Saturday, December 29, 2012

I Want My Maypo!

It is a snowy day here in Maryland, our first real snowfall of the season (although it did not last very long).  A good time to enjoy a piping hot cup of coffee and a bowl of warm oatmeal with a few dried cranberries tossed in for a splash of color.  While doing so I thought back to my youth (and we are going back quite a ways here) .  Some of you will have no idea what I am talking about, but I think there will be a few of you for whom this traipse down memory lane will be a pleasant read.

It was late autumn of 1956 and I was living on my grandparent’s southwestern Michigan farm and attending the local one-room Acorn School, in Almena (which I have written about previously).  My regular breakfast in those days was hot oatmeal much like what I enjoyed this morning although I tended to eat it plain without any additional healthy blandishments.  Another one of my regular activities in those days was watching Saturday morning cartoons on the old black and white television in the parlor (on those days I often enjoyed my oatmeal in front of the TV).  And this is where the story begins.
---------------
▶ **AIM A**
Please condense the blog post's paragraph beginning "It was late autumn of 1956" into a shorter version that keeps its main facts.
The rows that follow come from a separate source, unrelated to the blog post.

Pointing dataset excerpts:
---------------
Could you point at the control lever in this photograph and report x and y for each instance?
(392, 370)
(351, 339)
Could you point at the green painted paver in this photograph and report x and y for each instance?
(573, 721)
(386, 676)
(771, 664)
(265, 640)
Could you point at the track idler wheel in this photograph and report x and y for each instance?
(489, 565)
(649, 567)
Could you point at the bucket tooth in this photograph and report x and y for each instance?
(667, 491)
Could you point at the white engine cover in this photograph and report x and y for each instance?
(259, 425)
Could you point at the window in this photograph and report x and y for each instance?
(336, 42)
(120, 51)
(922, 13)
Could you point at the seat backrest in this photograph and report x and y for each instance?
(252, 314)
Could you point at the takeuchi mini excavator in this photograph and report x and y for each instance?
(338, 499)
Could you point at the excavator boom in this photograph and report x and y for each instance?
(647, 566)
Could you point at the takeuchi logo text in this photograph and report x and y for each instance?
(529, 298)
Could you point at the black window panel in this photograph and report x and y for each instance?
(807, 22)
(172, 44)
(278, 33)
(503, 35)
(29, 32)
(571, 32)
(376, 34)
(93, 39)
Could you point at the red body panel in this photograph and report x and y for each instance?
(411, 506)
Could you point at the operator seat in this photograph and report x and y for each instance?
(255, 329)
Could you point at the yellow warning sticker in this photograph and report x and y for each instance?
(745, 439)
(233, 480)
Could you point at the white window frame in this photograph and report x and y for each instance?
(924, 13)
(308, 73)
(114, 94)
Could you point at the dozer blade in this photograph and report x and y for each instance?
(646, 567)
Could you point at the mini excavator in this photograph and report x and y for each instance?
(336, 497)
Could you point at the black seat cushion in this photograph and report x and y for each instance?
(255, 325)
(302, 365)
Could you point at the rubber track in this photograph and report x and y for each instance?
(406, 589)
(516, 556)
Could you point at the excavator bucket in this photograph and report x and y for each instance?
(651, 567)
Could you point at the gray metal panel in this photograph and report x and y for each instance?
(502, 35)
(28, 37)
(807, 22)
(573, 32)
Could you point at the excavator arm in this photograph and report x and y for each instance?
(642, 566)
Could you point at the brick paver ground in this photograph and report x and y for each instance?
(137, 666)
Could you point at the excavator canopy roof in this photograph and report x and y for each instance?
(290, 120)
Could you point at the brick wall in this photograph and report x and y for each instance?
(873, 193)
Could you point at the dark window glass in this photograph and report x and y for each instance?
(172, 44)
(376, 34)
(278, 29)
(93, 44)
---------------
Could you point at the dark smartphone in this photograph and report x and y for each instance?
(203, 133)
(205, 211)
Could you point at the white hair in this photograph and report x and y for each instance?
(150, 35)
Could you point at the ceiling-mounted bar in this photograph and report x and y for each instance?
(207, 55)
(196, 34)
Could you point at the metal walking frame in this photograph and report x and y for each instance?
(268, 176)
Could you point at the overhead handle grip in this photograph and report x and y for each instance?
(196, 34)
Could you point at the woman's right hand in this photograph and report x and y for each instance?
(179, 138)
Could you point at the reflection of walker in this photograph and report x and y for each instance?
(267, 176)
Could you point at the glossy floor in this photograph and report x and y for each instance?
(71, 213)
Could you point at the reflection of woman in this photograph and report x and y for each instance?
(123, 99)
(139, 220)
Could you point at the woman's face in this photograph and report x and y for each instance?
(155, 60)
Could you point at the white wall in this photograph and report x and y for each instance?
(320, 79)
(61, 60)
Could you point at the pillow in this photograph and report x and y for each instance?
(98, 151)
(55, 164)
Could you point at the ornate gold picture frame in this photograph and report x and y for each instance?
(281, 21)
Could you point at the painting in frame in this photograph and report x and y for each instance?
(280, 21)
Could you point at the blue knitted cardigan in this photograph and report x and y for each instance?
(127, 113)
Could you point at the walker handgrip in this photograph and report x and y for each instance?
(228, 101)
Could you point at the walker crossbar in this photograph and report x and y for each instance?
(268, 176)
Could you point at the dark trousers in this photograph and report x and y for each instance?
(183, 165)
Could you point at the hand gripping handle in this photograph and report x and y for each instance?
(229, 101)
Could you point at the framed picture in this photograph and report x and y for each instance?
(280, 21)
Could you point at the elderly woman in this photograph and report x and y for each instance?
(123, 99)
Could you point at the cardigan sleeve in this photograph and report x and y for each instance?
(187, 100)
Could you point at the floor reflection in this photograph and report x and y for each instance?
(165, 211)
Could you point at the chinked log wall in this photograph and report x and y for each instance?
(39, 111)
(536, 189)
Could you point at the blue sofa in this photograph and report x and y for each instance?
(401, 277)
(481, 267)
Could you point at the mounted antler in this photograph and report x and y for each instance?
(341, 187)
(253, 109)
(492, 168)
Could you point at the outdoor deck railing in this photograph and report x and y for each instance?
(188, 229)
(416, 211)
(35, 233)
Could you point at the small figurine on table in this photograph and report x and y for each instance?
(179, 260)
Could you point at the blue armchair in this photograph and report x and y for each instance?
---------------
▶ **AIM B**
Filter the rows and copy each line that contains the string "reflection".

▶ **COMPLETE OUTPUT A**
In late autumn 1956, I lived on my grandparents' farm in southwestern Michigan and attended the one-room Acorn School in Almena, which I've written about before. Breakfast was usually plain hot oatmeal. On Saturday mornings I often ate it in front of the parlor's old black-and-white TV while watching cartoons, and that is where the story begins.

▶ **COMPLETE OUTPUT B**
Could you point at the reflection of walker in this photograph and report x and y for each instance?
Could you point at the reflection of woman in this photograph and report x and y for each instance?
Could you point at the floor reflection in this photograph and report x and y for each instance?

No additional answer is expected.